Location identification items

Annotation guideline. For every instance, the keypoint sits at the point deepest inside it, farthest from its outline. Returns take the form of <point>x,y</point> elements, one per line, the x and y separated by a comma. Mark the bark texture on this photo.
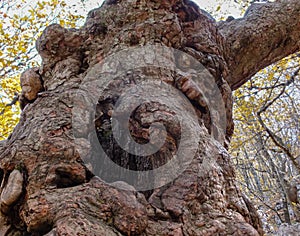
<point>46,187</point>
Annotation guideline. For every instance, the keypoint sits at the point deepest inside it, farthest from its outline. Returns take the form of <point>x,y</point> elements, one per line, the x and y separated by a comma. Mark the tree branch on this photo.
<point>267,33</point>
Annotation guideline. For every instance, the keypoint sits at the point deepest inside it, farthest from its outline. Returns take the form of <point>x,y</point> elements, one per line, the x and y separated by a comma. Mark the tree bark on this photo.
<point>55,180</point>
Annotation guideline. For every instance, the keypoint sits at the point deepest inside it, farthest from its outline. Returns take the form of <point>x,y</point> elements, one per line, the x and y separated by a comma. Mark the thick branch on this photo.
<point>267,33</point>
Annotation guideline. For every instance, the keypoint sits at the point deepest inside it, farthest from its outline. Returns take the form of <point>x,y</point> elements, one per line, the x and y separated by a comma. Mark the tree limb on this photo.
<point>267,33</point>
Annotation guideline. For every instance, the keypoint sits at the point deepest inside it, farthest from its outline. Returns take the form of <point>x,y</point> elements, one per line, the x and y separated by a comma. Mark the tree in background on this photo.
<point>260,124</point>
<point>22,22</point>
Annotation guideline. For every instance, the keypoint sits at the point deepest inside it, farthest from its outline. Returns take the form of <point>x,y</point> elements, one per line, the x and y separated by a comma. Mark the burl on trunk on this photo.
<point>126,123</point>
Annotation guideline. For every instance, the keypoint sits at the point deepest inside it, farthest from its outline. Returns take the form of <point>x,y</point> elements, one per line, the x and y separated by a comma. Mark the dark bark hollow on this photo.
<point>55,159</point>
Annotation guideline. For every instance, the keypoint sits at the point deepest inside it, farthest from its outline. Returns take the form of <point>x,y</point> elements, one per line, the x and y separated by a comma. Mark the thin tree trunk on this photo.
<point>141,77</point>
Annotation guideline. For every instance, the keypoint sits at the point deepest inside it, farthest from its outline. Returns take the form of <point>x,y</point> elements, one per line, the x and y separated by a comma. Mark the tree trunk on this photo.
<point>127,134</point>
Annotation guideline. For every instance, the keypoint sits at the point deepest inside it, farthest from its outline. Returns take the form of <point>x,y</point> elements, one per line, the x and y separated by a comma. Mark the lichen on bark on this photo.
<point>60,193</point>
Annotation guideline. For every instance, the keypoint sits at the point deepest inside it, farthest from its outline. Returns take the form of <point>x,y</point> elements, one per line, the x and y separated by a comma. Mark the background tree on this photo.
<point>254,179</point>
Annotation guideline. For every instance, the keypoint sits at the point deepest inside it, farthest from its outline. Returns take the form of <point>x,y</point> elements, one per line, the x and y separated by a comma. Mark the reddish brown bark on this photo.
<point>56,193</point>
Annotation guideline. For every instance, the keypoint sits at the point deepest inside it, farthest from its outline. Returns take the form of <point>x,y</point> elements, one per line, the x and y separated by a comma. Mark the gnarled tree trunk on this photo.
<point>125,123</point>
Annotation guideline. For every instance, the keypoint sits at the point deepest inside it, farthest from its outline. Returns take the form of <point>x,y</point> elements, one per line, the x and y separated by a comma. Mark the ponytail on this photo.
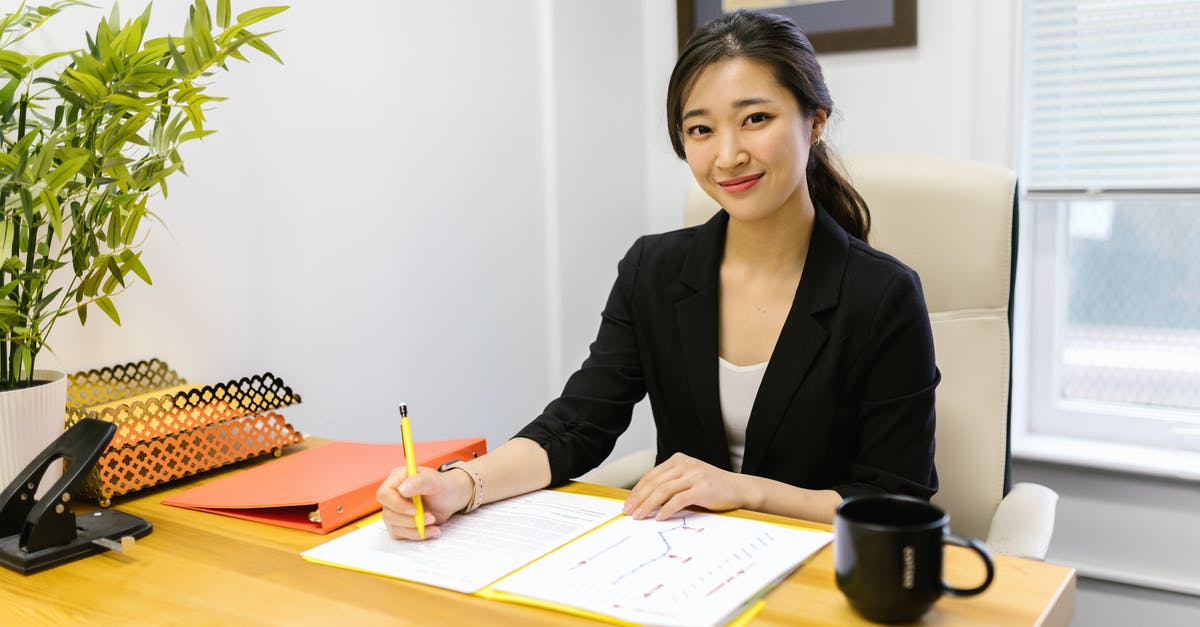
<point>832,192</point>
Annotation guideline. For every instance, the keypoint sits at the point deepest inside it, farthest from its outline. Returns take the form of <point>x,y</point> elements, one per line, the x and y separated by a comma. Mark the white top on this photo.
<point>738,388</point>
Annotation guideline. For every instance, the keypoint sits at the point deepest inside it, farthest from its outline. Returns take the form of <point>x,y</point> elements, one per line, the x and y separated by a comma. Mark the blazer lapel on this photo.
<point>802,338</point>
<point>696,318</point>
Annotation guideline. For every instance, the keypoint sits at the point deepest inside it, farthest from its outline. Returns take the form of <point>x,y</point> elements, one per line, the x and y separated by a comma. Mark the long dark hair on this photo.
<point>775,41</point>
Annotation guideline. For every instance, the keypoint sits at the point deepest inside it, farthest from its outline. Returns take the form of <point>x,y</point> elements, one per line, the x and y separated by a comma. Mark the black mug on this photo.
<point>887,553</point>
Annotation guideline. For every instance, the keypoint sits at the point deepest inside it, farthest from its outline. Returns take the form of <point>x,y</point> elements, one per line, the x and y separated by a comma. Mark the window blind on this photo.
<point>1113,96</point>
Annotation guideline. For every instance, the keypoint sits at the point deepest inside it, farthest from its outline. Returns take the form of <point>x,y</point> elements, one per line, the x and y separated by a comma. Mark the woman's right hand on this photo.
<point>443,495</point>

_Given problem_.
Give all these rows as a two-column CSV with the headers label_text and points, one line per row. Put each row's text in the first quoted field and its answer in the second, turn line breaks into spaces, and leave out the pictures.

_Solution to this problem_.
label_text,points
"Annotation guideline. For every instance, the keypoint sits at the point deepest inside it, farthest from its outline. Returns take the form of <point>x,y</point> elements, one per line, the x and y separated by a comma. Mark the bark texture on this photo.","<point>46,187</point>"
"Annotation guideline. For every instance, the keypoint sits at the point deepest inside it, farthest from its outline. Returns take the form of <point>x,y</point> elements, one per line, the x and y separated by a comma. Mark the tree branch on this photo.","<point>267,33</point>"
"Annotation guideline. For every instance, the keypoint sits at the point deepest inside it, farthest from its outline. Returns take the form of <point>x,y</point> elements, one per line, the x and y separated by a comma. Mark the tree bark on this photo.","<point>55,180</point>"
"Annotation guideline. For every instance, the keypoint sits at the point deepest inside it, farthest from its outline. Returns take the form of <point>x,y</point> elements, one per line, the x and y separated by a comma. Mark the thick branch on this photo.","<point>267,33</point>"
"Annotation guideline. For every instance, the keypoint sits at the point deepest inside it, farthest from its outline. Returns take the form of <point>x,y</point> elements, one per line, the x and y separated by a comma. Mark the tree limb on this photo.","<point>267,33</point>"
"Annotation guideline. For every instance, the keypoint sits at the point deepest inside it, farthest from its outline. Returns take the form of <point>x,y</point> elements, one per line, the x and y separated by a comma. Mark the tree in background on this photo.","<point>260,124</point> <point>22,22</point>"
"Annotation guideline. For every instance, the keypoint sits at the point deepest inside it, farthest from its outline. Returns take the form of <point>x,y</point> elements, one per line, the x and y separated by a comma. Mark the burl on trunk on this photo.","<point>126,123</point>"
"Annotation guideline. For every instance, the keypoint sits at the point deepest inside it, farthest from its outline. Returns take the form of <point>x,y</point> elements, one per line, the x and y separated by a comma. Mark the dark bark hollow on this photo.","<point>55,159</point>"
"Annotation guideline. For every instance, the keypoint sits at the point deepest inside it, farthest from its outline. Returns take the form of <point>x,y</point> elements, one per line, the x and y separated by a comma. Mark the thin tree trunk on this photo.","<point>141,77</point>"
"Annotation guideline. For every instance, the keypoint sits at the point deepest inside it, farthest from its outline. Returns take the form of <point>x,y</point> elements, one per line, the x and y separated by a comma. Mark the tree trunk on this photo.","<point>127,134</point>"
"Annotation guideline. For every instance, the keypoint sits at the point deepest inside it, farthest from its outline. Returns take the form of <point>x,y</point> elements, one per line, the x and y separated by a comma. Mark the lichen on bark on this photo.","<point>60,193</point>"
"Annotation guideline. For every instance, the keypoint sits at the point deepest inside it, farthest from its outline. Returns take the form of <point>x,y</point> elements, one per line, the x and y separated by a comma. Mark the background tree on this photo.","<point>254,179</point>"
"Annotation guideline. For every instance, the keypoint sits at the point deepest inside it, farthest from its outline. Returns take the form of <point>x,y</point> elements, one per line, the x and y separated by a comma. Mark the reddish brown bark on this photo.","<point>56,193</point>"
"Annotation guideline. For every instance, the keypoint sits at the point deepest inside it, farthest from its outline. Returns take the form of <point>x,y</point> elements, one per line, the x and y separated by a comma. Mark the gnarled tree trunk on this photo.","<point>125,123</point>"
"Annotation guideline. For every instance, the keypoint sits at the point deepest inside it, farthest from its outline. Returns take the form of <point>x,y</point> elements, one per line, the x and y separated by a comma. Mark the ponytail on this photo.","<point>832,192</point>"
"Annotation guideline. For every instance, the keypoint sits at the point deepest inside it, farthest from its outline. Returns take the form of <point>x,y</point> elements, one per line, the x and y separated by a comma. Mark the white top on this photo.","<point>738,388</point>"
"Annotation guideline. For every instance, the keypoint sits at the point deepest inside it, farthest from its outline. Returns take the form of <point>x,y</point> elements, one per line, the x and y separated by a comma. Mark the blazer lapel on this photo.","<point>802,338</point> <point>696,318</point>"
"Annotation guideline. For every instance, the keypoint sits at the point deepest inside it, farthest from its outline. Returns take the form of <point>x,y</point> elements, one per line, the x and y separated by a comma. Mark the long dark hair on this photo.","<point>775,41</point>"
"Annotation guideline. For every instance, the keypoint sits at the point deepest inside it, farthest from its outline. Returns take the form of <point>x,y</point> elements, one per line, the x and y separated by a comma. Mark the black mug on this photo.","<point>887,553</point>"
"Annotation guideline. For every instance, the keypoint sits at the point deepest inside it, farthest from its outline. Returns take the form of <point>x,y</point> elements, one per line, the x and y separated by a comma. Mark the window blind on this photo.","<point>1113,96</point>"
"Annotation guideline. For every instance, the keypoint sits at the point deepest inside it, farthest from its outline. Returns take the form of <point>x,y</point> elements, one per line, the x and y separated by a comma. Mark the woman's right hand on this photo.","<point>443,495</point>"